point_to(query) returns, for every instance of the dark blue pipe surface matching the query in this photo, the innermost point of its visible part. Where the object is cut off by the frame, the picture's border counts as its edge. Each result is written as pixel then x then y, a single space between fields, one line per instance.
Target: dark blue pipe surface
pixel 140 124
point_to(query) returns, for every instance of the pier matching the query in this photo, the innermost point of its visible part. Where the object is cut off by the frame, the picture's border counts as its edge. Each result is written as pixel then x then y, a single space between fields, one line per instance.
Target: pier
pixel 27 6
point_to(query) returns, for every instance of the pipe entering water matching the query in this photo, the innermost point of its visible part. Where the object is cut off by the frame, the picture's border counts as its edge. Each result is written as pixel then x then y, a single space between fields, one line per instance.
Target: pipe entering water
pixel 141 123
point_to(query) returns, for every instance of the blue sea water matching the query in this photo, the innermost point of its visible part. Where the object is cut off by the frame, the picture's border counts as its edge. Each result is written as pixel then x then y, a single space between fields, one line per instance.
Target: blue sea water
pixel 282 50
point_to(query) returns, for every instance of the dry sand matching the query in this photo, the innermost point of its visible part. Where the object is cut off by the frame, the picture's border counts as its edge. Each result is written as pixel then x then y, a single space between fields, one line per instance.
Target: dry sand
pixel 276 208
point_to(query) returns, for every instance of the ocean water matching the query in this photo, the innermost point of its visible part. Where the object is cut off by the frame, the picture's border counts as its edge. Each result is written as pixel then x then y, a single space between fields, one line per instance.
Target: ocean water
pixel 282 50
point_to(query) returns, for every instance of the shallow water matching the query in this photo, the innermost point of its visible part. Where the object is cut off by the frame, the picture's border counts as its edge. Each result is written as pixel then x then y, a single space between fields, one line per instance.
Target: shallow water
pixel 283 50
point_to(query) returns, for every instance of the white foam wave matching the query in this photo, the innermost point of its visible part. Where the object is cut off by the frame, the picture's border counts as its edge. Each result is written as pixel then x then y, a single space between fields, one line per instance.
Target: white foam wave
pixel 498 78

======

▶ _Set problem_
Render each line of the data above as a JSON list of strings, one string per line, with any blank lines left out.

▶ _Result of this exercise_
[
  "point_to(query) returns, for every instance of the dark blue pipe surface matching the query in this photo, the innermost point of its visible part. Where the object is cut off by the frame, the picture's border counts as its edge. Each result is written as pixel then x then y, a single space between fields, one line per instance.",
  "Target: dark blue pipe surface",
  "pixel 140 124",
  "point_to(query) returns, for every instance of the pier matching the query in this photo, the innermost point of its visible part. Where the object is cut off by the frame, the picture's border counts as its edge. Each result is written as pixel then x then y, a single space between fields, one line per instance.",
  "Target: pier",
  "pixel 27 6",
  "point_to(query) returns, for every instance of the pipe entering water matching the query in this photo, the innermost point of its visible part. Where the object is cut off by the frame, the picture's border counts as its edge. Each result is written as pixel then x then y, a single space between fields, one line per instance.",
  "Target: pipe entering water",
  "pixel 141 123",
  "point_to(query) returns, for every instance of the blue sea water matching the query in this photo, the innermost point of its visible part. Where the object is cut off by the frame, the picture's border counts as its edge. Each result is written as pixel then x then y, a single space between fields, one line per instance.",
  "Target: blue sea water",
  "pixel 282 50",
  "point_to(query) returns, for every instance of the dry sand matching the query in this photo, the innermost point of its visible part. Where the object is cut off by the frame, the picture's border counts as its edge. Each result is written as pixel then x then y, a single space between fields, one line per instance.",
  "Target: dry sand",
  "pixel 276 208",
  "point_to(query) returns, for every instance of the ocean water matching the query in this photo, the innermost point of its visible part. Where the object is cut off by the frame, the picture's border counts as its edge. Each result is written as pixel then x then y, a single space between fields, one line per instance.",
  "Target: ocean water",
  "pixel 282 50",
  "point_to(query) returns, for every instance of the shallow water matching the query in this photo, the innermost point of its visible part. Where the object is cut off by the frame, the picture's border counts as its edge. Each result is written as pixel then x then y, a single space between fields, one line per instance.",
  "Target: shallow water",
  "pixel 283 50",
  "point_to(query) returns, for every instance of the white foam wave matching the query in this photo, the innermost point of its visible part. Where the object is cut off by the frame, the picture's border counts as its edge. Each result is written as pixel then x then y, a single space between fields, one line per instance.",
  "Target: white foam wave",
  "pixel 498 78"
]